## TASK GOAL
Which GAMO air rifle does the original poster say they bought, according to the forum thread on pellet guns for small game hunting?

## DOCUMENT EXTRACT
----------------

# Was my mistake minor, or HUGE!



## bugsystack (Dec 21, 2004)

I fell like an idiot! I have alwase small game hunted with actual firearms and not pellet. I decided to give the old pellet gun a try. MAN I shoulda came here to read the posts first! I went to my local sporting good store where my buddy works and gets me discounts. I wanted a airgun to shoot with him out on his land. He is a big pellet gun advocate, and doesnt even own an actual fire arm. He shoots all small game with a sheridan he's had for like 13 years, and it's an excellent gun. I (not knowing crap about pellet guns!) went to the store and looked for something similar. I didn't know that ALL the guns were GAMO, or that GAMO was even crappy in the first place! I bought the GAMO Silver Shadow at a awesome price due to my buddy! Now that I read here though, I'm wondering if I should reconsider my purchase and start looking for a better gun right away. I just figured 1000 fps in any gun would down small game from the right range. What would you recomend for me to get for hunting? I see you guys favor the RWS, but I have also heard good things about the beeman r1, and the beeman crow magnum or whatever its called? Is there any hope for this GAMO? Should I just use it until it breaks? Is it even worth trying to hunt with? HELP? 
P.S I live in WI so it has to be "weather proof"


----------



## Militant_Tiger (Feb 23, 2004)

Have you even shot it yet?


----------



## Mud15 (Sep 24, 2004)

i thought gamos were good.... but i have not personally shot one i have a crossman and it works great....try it first than base ur own opinon


----------



## OneShotOneKill (Feb 13, 2004)

*Gamo's are great, I own the Gamo Hunter 440 Air Rifle and it shoot flat and hits hard!* I kill rabbits and squirrels out to 30 yards with a single head shot. I don't shoot unless I can take a headshot.


----------



## the_rookie (Nov 22, 2004)

i own a shadow 1000 definitly a squierell killer at 30 yards easy... ive had kills up to 70 yards with it in 177 caliber wit open sights its defintly a small game killer i use gamo magnum pellets 8.2 grains i think but i also like hollow points by crossman the premier pellets


----------



## gamohunter (Feb 16, 2007)

i use a gamo and it works fine. i shoot doves alotand i have shot 2 with 1 pellet at 30


----------



## scottjes000 (Jan 26, 2007)

get an rws I own the model 34 in 22 cal 800fps goes clean through squirrels I shot one at 40yds went clear through the chest


----------

----------------

## ENTRIES SHOWN
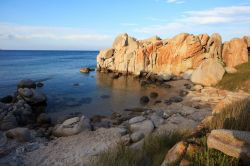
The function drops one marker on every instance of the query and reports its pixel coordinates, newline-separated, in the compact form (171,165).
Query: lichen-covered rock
(231,142)
(71,126)
(235,52)
(209,73)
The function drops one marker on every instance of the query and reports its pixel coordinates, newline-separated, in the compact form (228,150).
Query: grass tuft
(152,153)
(237,81)
(234,116)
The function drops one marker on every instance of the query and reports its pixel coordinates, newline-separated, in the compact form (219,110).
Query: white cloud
(236,17)
(15,36)
(175,1)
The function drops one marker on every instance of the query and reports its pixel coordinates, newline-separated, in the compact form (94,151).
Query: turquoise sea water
(97,93)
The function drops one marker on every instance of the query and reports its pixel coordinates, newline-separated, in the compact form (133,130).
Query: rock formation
(168,57)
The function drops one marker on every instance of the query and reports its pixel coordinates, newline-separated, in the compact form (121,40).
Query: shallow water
(95,93)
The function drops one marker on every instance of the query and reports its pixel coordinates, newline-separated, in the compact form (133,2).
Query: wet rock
(105,96)
(146,127)
(9,122)
(144,100)
(136,119)
(137,136)
(183,93)
(39,84)
(176,99)
(20,134)
(27,83)
(43,119)
(85,70)
(153,95)
(6,99)
(71,126)
(165,85)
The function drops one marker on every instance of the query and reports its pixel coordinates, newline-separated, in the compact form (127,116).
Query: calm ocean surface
(97,93)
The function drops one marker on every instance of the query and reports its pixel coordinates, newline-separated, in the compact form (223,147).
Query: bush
(234,116)
(152,153)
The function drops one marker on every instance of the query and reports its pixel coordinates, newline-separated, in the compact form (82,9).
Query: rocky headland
(189,65)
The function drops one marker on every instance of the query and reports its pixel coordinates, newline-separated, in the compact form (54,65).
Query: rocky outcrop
(231,142)
(235,52)
(177,56)
(209,73)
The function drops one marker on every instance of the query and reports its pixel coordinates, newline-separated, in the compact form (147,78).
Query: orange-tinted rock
(235,52)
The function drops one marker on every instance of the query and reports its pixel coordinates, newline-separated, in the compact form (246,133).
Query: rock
(234,143)
(197,88)
(185,163)
(43,119)
(214,46)
(136,119)
(27,83)
(230,70)
(187,74)
(25,92)
(20,134)
(157,120)
(39,84)
(144,100)
(176,99)
(146,127)
(84,70)
(153,95)
(235,52)
(209,73)
(6,99)
(183,93)
(137,136)
(9,122)
(71,126)
(175,153)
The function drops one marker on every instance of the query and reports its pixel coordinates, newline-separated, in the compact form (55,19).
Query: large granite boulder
(231,142)
(235,52)
(209,73)
(71,126)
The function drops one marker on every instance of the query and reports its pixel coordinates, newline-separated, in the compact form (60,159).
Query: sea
(69,91)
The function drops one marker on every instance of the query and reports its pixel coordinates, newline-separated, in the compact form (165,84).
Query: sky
(93,24)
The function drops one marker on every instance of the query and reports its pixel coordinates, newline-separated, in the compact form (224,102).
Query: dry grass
(237,81)
(234,116)
(152,153)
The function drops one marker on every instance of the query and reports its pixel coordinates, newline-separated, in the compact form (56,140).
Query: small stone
(153,95)
(137,136)
(183,93)
(144,100)
(26,84)
(84,70)
(176,99)
(21,134)
(6,99)
(39,84)
(136,119)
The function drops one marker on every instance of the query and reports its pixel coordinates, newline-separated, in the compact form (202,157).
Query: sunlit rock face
(172,56)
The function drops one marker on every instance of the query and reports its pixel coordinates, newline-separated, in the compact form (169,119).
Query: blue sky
(93,24)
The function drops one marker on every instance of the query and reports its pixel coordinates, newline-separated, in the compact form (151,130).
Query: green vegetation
(152,153)
(211,157)
(237,81)
(234,116)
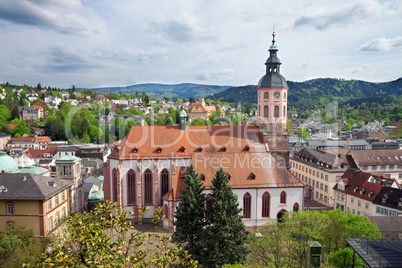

----------------

## EXPECTED ANSWER
The GAMO Silver Shadow.